What to do: What is needed is a word-for-word copy of every record below, minus the pictures.

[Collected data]

------------------------------------

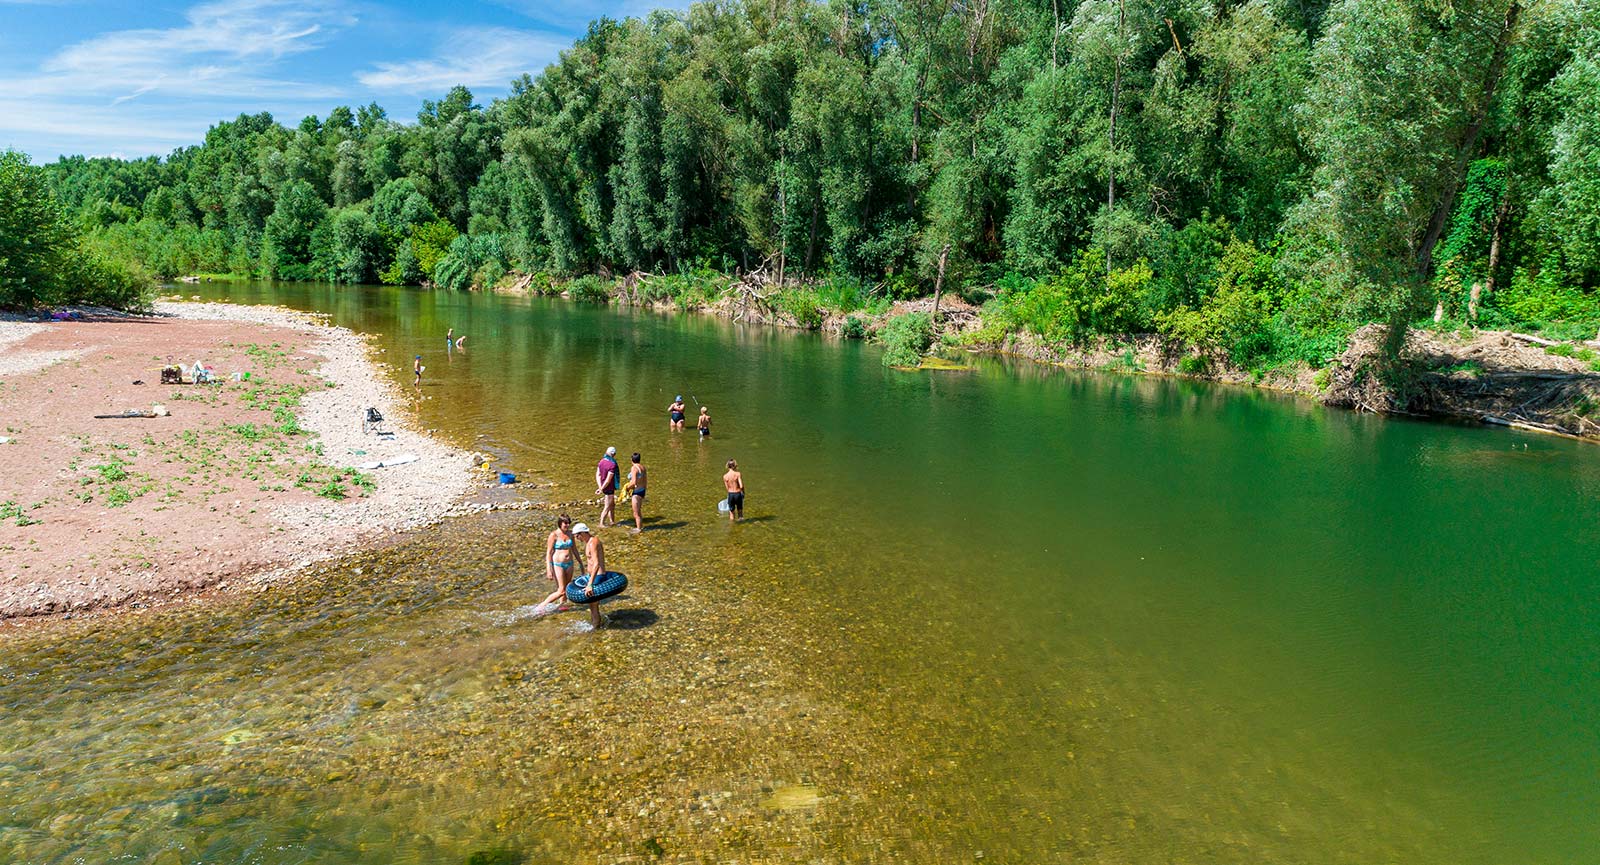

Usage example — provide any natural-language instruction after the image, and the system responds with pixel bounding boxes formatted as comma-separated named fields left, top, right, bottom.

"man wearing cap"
left=573, top=523, right=607, bottom=629
left=595, top=446, right=620, bottom=527
left=667, top=395, right=686, bottom=430
left=412, top=355, right=423, bottom=387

------------------------------------

Written answer:
Usage example — provide any natural-language instruction after the image, and the system responds with pixel bounding boxes formatted as comma-separated named fields left, top, right, bottom.

"man wearing cap"
left=573, top=523, right=607, bottom=629
left=595, top=446, right=620, bottom=527
left=667, top=395, right=686, bottom=430
left=412, top=355, right=423, bottom=387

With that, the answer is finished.